* _DIRECTIONS_: Repeat the lines of the listing below exactly, starting at the line that contains "Target: jacket lapel" and running through the last line, both included, and only those.

(Excerpts of location labeling data)
--- Start ---

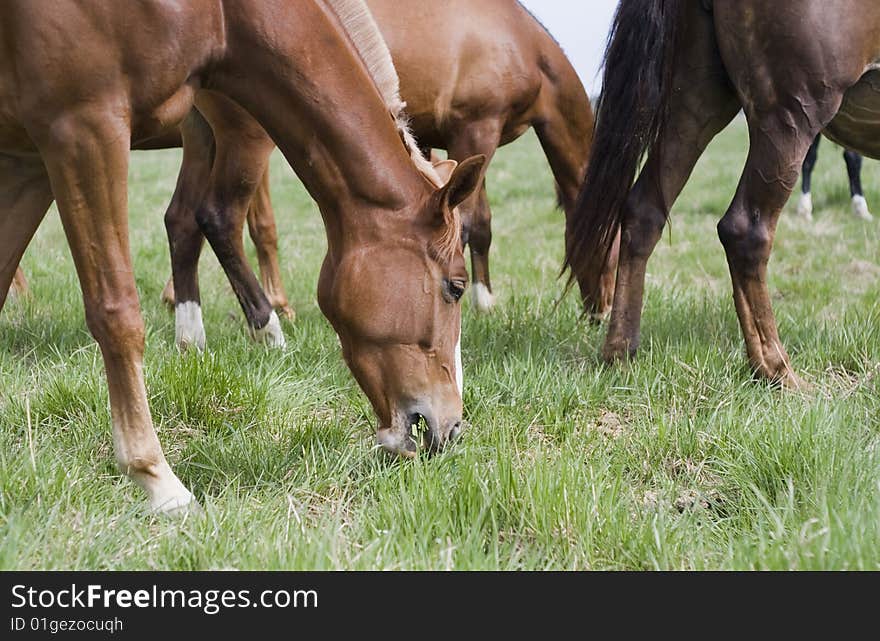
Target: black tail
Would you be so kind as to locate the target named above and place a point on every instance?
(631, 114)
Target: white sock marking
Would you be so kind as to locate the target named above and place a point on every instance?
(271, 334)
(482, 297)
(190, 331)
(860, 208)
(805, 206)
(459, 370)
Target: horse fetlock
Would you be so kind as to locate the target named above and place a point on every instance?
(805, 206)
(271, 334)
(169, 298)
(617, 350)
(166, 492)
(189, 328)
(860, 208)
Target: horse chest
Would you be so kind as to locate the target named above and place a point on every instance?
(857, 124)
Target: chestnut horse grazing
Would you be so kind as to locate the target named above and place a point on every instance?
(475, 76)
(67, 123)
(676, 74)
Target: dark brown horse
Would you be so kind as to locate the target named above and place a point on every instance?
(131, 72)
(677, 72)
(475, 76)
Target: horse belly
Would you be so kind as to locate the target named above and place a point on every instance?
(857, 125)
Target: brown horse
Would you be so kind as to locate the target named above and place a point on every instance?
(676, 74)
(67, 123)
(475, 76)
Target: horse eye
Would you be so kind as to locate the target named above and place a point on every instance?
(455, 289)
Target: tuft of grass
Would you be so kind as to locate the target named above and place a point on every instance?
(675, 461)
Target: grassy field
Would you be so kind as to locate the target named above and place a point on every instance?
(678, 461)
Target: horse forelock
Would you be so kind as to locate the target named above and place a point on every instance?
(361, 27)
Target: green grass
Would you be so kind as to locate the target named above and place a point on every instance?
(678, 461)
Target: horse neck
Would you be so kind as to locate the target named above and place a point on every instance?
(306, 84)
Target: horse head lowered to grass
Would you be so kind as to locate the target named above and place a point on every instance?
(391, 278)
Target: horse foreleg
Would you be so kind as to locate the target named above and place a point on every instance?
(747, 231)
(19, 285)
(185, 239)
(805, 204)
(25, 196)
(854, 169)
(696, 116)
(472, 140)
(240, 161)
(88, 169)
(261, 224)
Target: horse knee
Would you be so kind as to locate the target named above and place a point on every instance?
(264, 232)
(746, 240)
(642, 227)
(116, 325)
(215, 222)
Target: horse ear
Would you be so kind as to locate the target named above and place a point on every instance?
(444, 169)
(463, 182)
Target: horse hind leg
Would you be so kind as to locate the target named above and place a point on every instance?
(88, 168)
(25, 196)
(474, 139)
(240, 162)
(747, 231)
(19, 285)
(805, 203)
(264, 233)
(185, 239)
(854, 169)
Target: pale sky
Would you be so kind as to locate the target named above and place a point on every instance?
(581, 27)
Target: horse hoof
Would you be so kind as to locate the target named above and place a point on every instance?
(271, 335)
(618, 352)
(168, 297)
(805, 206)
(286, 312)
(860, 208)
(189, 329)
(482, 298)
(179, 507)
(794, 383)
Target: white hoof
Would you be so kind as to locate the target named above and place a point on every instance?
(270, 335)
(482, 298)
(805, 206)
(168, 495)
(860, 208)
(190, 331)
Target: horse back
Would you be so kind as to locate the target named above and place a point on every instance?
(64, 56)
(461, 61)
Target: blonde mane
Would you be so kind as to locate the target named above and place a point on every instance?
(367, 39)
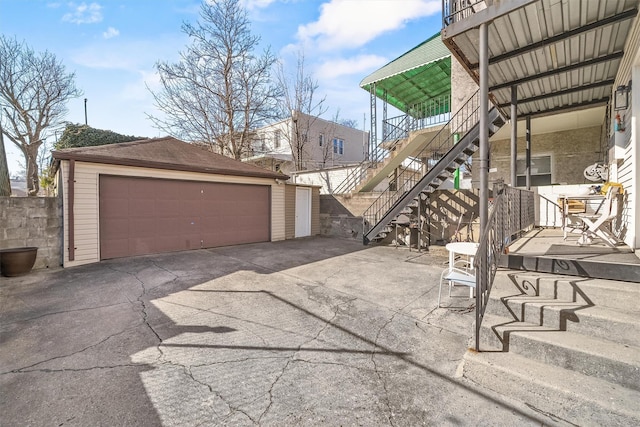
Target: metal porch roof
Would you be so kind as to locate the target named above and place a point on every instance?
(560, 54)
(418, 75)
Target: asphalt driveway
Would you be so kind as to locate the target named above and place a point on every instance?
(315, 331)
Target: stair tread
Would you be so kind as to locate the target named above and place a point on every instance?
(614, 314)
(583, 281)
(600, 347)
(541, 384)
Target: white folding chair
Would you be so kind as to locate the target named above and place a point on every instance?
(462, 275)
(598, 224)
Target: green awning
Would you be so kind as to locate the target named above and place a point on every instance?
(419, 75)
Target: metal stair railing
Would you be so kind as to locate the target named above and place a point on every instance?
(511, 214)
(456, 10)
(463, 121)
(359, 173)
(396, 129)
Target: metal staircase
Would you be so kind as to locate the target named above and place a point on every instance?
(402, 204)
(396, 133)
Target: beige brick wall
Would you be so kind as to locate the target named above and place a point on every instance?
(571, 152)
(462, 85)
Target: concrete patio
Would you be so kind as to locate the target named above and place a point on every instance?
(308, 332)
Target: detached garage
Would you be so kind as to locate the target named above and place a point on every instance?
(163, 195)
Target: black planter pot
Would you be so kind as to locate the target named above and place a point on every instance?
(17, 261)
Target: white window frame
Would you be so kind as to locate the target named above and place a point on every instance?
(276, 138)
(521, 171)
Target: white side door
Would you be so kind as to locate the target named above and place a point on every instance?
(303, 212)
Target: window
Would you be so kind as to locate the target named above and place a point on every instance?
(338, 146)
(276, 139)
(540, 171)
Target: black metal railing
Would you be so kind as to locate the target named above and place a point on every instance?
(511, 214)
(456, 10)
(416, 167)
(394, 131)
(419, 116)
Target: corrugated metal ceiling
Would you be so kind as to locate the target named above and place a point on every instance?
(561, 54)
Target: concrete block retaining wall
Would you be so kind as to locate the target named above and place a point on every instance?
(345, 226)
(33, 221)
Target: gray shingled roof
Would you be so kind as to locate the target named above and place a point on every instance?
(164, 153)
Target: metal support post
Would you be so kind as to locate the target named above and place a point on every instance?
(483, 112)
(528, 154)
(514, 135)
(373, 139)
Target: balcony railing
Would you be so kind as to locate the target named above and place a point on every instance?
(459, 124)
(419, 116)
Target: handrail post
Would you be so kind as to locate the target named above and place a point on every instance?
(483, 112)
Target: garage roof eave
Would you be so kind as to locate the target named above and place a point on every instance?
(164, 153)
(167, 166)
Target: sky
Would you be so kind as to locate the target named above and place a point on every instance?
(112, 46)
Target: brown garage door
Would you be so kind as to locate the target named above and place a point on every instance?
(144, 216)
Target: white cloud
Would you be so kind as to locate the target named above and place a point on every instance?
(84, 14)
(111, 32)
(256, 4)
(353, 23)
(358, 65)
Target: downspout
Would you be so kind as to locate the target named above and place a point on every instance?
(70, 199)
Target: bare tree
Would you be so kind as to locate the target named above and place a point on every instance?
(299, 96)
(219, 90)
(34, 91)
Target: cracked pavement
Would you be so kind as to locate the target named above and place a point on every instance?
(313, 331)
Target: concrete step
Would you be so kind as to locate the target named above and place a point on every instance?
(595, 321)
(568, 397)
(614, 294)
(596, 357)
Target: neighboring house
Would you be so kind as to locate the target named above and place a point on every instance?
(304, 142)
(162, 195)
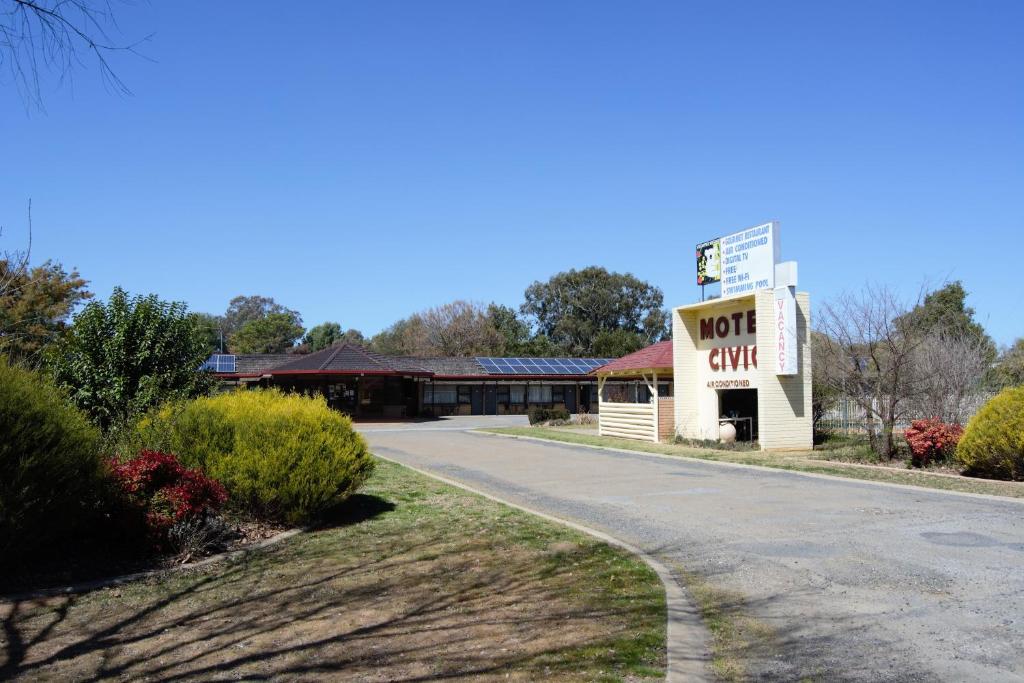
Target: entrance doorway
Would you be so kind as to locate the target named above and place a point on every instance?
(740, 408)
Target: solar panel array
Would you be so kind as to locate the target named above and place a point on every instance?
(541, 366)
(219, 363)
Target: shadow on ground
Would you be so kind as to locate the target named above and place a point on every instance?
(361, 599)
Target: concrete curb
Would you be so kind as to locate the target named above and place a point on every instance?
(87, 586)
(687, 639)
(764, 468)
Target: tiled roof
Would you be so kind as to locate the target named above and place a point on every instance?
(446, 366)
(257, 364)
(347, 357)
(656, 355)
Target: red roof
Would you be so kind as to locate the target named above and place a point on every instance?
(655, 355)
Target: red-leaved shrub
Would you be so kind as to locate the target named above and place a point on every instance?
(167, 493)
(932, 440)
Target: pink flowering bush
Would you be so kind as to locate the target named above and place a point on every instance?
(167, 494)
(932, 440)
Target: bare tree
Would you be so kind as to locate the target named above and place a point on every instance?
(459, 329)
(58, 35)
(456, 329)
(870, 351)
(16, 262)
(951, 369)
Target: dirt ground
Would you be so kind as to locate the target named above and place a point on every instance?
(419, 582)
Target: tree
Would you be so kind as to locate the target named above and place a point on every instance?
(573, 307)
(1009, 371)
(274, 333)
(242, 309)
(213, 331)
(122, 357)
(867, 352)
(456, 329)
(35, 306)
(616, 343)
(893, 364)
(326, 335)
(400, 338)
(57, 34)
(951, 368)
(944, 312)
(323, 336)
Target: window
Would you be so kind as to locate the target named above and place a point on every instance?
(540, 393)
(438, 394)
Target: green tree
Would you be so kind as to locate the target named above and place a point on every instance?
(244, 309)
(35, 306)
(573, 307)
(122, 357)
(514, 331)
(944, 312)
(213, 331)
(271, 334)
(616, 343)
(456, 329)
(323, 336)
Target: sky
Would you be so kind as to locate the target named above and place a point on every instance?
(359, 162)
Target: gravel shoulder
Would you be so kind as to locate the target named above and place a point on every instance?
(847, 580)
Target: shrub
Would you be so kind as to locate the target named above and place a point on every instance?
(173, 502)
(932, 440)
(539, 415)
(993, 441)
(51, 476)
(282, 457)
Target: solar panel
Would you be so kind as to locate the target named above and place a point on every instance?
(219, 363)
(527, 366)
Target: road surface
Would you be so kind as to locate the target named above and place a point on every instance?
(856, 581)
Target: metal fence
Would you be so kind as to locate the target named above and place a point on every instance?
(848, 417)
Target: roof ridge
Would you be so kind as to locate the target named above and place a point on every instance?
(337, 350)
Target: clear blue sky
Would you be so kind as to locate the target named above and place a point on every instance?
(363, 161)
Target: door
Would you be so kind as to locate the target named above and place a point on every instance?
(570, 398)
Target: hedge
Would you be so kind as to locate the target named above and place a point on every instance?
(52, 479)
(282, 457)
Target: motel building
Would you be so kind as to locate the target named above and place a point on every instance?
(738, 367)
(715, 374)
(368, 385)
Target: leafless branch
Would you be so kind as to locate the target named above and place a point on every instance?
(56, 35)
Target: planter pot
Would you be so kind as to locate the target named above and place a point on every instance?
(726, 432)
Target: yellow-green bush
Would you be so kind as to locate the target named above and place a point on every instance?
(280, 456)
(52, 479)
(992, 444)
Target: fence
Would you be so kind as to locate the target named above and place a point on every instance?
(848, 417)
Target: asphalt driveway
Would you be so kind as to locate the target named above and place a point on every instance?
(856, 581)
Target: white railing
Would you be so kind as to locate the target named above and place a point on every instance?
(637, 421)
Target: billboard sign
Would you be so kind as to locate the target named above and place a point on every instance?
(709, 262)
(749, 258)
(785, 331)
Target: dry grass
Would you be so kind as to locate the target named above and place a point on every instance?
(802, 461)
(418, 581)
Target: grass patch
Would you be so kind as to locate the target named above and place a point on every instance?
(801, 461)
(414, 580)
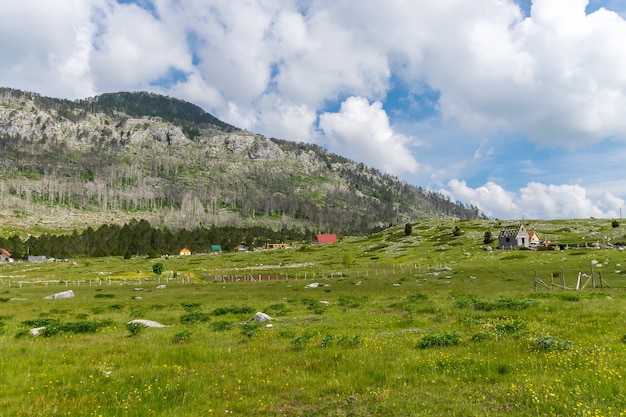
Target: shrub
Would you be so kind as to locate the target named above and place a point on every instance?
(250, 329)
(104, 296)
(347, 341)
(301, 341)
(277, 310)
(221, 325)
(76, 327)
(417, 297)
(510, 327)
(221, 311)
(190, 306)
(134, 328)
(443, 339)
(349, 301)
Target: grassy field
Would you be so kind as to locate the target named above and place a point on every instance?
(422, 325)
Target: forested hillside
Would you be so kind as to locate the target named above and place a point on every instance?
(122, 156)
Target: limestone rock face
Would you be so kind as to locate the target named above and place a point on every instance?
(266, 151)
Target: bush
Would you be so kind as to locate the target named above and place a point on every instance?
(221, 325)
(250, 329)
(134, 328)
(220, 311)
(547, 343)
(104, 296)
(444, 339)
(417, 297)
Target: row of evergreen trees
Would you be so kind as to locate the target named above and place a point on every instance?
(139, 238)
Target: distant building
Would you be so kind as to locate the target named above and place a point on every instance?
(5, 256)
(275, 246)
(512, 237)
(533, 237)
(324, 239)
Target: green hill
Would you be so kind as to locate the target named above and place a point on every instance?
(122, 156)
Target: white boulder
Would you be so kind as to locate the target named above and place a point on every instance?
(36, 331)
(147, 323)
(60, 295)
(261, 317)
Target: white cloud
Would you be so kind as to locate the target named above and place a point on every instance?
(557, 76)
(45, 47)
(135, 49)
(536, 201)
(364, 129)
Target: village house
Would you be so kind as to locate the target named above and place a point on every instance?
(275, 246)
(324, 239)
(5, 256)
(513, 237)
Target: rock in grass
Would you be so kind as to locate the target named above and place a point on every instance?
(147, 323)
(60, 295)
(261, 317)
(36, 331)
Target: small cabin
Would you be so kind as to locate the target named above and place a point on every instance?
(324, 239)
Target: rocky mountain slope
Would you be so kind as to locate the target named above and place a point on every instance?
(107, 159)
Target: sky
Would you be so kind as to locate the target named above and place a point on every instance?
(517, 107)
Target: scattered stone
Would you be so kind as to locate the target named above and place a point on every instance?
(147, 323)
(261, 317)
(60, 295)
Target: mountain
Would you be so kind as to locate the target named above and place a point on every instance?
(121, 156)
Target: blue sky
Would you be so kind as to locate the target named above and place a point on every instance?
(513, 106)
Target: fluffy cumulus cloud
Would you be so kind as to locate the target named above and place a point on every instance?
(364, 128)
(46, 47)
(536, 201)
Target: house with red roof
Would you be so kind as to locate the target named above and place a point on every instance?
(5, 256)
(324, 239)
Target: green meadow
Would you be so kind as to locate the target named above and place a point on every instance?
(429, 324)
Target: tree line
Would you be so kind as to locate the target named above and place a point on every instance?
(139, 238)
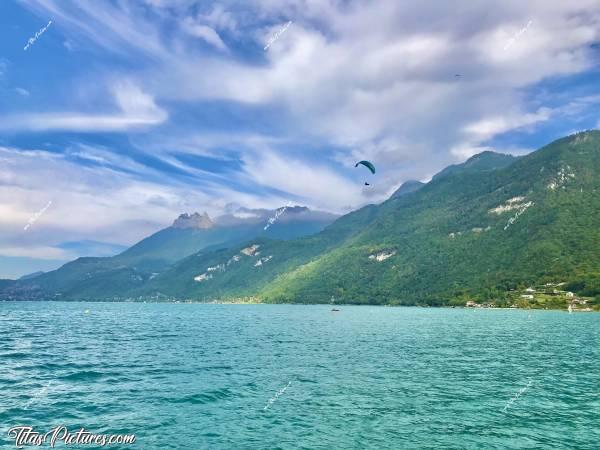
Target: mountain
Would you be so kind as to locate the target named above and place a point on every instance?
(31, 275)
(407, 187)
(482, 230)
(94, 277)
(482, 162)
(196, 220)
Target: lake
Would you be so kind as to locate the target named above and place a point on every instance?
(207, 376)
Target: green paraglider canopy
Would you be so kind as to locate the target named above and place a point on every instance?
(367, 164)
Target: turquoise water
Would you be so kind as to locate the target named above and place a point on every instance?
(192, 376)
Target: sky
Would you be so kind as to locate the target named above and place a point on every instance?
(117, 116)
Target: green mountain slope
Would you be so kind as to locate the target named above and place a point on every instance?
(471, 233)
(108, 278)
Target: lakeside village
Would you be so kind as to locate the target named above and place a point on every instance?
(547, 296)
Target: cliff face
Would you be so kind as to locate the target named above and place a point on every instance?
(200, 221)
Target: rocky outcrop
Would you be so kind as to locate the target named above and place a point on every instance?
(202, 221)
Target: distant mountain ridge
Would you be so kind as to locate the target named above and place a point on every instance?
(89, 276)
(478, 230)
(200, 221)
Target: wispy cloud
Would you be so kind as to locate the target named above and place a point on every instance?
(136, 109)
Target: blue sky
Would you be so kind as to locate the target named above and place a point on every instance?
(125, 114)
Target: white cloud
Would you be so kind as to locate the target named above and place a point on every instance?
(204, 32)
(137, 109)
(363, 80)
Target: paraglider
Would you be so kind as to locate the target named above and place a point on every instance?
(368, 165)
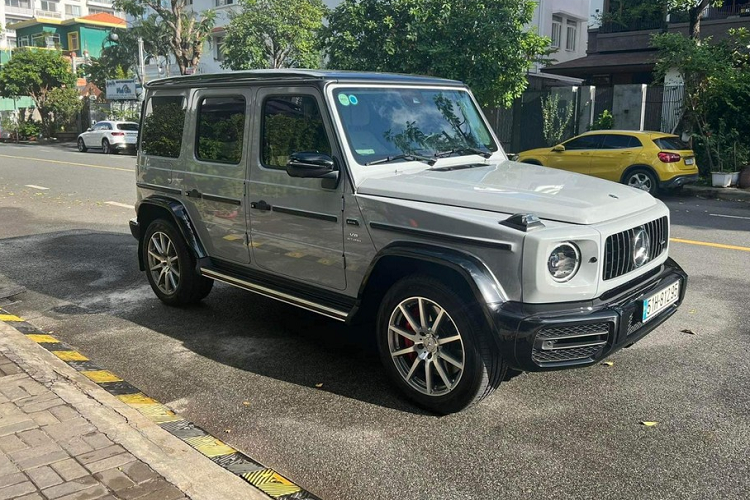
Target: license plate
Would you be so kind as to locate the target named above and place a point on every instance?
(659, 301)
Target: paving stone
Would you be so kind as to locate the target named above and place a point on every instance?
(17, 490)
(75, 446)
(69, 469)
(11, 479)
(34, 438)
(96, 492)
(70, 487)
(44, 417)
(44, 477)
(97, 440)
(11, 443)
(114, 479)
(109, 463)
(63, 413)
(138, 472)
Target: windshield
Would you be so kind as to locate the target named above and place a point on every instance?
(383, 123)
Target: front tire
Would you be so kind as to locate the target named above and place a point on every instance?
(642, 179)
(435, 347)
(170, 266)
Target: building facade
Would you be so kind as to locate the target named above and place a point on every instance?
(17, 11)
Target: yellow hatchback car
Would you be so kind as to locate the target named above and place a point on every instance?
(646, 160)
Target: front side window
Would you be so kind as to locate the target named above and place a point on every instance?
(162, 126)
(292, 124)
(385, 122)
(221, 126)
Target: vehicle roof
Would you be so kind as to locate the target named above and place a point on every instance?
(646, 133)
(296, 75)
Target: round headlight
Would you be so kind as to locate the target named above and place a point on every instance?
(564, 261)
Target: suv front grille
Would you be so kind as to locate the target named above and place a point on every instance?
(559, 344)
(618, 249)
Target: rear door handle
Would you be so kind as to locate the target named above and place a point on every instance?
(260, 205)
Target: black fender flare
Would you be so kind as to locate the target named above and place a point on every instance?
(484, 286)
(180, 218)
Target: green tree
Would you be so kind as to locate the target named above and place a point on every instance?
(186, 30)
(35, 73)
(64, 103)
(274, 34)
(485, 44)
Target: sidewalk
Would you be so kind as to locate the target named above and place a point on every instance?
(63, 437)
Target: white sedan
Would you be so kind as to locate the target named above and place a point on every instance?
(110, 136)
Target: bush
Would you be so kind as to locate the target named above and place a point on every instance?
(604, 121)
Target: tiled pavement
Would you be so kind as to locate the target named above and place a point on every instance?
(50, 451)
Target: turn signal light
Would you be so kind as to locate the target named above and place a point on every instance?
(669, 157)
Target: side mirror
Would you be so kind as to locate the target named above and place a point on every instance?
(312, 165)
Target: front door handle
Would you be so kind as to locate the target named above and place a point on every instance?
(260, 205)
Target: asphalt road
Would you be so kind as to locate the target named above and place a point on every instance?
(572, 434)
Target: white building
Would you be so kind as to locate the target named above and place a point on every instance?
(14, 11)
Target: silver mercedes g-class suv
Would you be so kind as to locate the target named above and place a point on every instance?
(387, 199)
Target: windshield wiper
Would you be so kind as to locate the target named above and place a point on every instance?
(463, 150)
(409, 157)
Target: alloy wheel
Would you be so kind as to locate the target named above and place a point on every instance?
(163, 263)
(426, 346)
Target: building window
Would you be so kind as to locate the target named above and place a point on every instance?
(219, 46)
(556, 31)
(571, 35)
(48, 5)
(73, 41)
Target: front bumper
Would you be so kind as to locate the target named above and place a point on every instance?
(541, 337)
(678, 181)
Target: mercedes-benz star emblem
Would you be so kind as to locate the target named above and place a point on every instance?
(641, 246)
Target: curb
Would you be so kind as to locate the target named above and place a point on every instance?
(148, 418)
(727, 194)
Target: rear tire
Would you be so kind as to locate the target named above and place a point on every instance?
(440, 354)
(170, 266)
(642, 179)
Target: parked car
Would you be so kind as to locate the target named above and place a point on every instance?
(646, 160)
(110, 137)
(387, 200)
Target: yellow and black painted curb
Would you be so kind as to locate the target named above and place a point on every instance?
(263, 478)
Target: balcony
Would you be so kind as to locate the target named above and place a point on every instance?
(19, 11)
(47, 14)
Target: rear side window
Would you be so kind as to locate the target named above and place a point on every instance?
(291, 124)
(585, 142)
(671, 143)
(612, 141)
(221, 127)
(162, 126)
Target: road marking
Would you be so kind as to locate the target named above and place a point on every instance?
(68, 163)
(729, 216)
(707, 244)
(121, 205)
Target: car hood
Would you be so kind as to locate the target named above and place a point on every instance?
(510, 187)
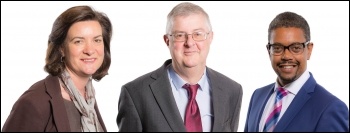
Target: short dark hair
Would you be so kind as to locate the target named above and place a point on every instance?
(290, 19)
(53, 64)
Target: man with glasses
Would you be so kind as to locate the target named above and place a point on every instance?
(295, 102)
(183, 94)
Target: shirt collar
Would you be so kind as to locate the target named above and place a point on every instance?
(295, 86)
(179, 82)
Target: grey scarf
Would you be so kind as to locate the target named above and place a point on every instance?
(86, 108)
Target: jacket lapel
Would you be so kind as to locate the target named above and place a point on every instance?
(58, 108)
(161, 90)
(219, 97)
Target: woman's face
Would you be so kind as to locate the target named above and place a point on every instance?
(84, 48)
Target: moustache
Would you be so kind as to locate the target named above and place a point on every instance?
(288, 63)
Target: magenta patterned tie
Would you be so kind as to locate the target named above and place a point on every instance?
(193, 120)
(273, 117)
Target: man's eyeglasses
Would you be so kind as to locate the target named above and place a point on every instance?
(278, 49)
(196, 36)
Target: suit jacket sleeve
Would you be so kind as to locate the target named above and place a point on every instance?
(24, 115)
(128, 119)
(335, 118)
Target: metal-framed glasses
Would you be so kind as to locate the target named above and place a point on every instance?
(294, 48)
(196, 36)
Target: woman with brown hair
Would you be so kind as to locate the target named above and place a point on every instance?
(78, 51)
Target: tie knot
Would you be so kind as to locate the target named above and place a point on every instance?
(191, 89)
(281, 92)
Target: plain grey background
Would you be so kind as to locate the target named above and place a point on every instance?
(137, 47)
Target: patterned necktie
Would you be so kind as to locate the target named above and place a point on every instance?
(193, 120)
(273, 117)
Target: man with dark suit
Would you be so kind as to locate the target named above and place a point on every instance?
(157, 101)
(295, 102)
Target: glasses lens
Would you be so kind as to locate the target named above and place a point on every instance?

--- End ---

* _RESULT_:
Target: jacket lapel
Would you be so kind as to locate the target named above and place a point on every instance?
(58, 108)
(161, 90)
(219, 97)
Target: woman's face
Would you be so kind as to locate the target named above and place a point on every instance?
(84, 48)
Target: moustache
Would you be so kind as to locate the target named above and place a point on every instance?
(288, 63)
Target: magenta patterned tie
Would you be so kind as to locate the target named above and place a point on every instance?
(193, 120)
(273, 117)
Target: man's eyeglasses
Would you be so kind as to locate the target named above and place a point on every instance?
(278, 49)
(196, 36)
Target: suit jacket sleeve
Would you be so kind as to locate the target named above and place a point on every instance?
(24, 115)
(128, 119)
(335, 118)
Target: metal-framed glasses
Would you be so kind as to locate the target named above and place a point on every instance?
(294, 48)
(196, 36)
Target: woman with brown hair
Would you be so kind as to locate the target named above and place a point on every instance?
(78, 51)
Target: tie knot
Would you be so kind as to locate the target named above and place a point on every instance?
(191, 89)
(281, 92)
Target: plain grey background
Would you be so kind as to locate the target named above and place a point on every instance?
(137, 47)
Target: patterned necktie
Would you be so kind as to locate the target named above and place a point on every instance?
(193, 120)
(273, 117)
Target: man with dark suit
Would you be so kind as to locate the target named above and place a point on every instance?
(157, 101)
(295, 102)
Target: glasses lens
Would you be so kind as to locate the target named above and place a point on every instance?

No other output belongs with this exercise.